* BEGIN Data entries *

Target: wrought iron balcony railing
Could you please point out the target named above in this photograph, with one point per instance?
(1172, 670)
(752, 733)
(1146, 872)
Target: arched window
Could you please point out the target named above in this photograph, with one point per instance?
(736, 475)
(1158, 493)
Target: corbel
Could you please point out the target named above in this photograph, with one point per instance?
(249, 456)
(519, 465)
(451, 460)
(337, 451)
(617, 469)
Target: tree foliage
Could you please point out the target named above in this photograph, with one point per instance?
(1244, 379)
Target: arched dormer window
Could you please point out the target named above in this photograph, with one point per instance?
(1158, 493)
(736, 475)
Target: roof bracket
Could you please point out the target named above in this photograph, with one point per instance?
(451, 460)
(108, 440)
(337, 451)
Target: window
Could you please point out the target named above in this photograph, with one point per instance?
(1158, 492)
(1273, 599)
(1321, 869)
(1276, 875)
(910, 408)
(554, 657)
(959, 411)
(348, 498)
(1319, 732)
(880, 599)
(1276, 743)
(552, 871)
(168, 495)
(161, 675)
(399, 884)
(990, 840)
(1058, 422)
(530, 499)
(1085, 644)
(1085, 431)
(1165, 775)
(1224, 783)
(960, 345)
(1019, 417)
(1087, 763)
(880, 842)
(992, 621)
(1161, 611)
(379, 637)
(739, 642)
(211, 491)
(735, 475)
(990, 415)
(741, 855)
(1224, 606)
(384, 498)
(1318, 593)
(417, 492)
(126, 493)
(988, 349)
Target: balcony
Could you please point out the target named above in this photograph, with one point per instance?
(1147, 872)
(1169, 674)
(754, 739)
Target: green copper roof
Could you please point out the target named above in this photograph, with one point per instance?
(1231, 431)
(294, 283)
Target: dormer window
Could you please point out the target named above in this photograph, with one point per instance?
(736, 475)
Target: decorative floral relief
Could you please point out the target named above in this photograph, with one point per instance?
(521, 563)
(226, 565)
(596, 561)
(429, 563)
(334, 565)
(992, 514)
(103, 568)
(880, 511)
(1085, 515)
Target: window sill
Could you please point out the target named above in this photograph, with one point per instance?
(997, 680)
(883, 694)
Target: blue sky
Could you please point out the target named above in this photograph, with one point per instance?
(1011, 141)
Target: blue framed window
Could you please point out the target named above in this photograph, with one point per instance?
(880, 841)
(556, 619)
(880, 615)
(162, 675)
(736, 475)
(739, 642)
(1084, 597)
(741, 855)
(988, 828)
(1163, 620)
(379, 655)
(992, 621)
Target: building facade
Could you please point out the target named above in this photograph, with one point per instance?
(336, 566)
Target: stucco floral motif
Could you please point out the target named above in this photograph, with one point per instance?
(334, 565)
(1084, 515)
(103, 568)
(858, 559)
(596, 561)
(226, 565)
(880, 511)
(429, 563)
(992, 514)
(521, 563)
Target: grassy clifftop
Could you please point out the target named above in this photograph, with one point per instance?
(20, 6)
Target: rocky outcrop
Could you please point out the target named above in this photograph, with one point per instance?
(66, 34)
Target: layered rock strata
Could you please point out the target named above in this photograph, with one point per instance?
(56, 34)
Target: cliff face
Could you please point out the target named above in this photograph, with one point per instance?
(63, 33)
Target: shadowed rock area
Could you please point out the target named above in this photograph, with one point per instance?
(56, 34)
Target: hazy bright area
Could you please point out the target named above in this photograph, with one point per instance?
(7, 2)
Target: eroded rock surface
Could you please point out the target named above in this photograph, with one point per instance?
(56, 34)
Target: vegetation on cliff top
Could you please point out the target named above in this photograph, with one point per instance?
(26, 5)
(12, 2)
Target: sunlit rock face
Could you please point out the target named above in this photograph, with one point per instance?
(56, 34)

* END Data entries *

Copy out the entries from the line holding "Target: layered rock strata" through the end of the entries, inclusive, word for word.

Answer to the exercise:
Target: layered rock strata
Could you please point out the target named above in this photograph, with one point per instance?
(56, 34)
Target: cliff face
Could you please point out the target named above in this photograph, with one point per instance?
(63, 33)
Target: shadowed rock area
Could you please point out the target named above in this photograph, with one point per instance?
(56, 34)
Target: hazy bright area
Could you please point out the target named above in this photograph, with one point per instance?
(7, 2)
Target: eroded rock surface
Could you please point out the target named above in this photograph, with one point per instance?
(56, 34)
Target: vegetation on cliff top
Could you please point out the target named above in this photograph, with one point per instance?
(26, 5)
(12, 2)
Target: sunlit rock face
Could you please point out the target named above in this photograph, with one point per instance?
(56, 34)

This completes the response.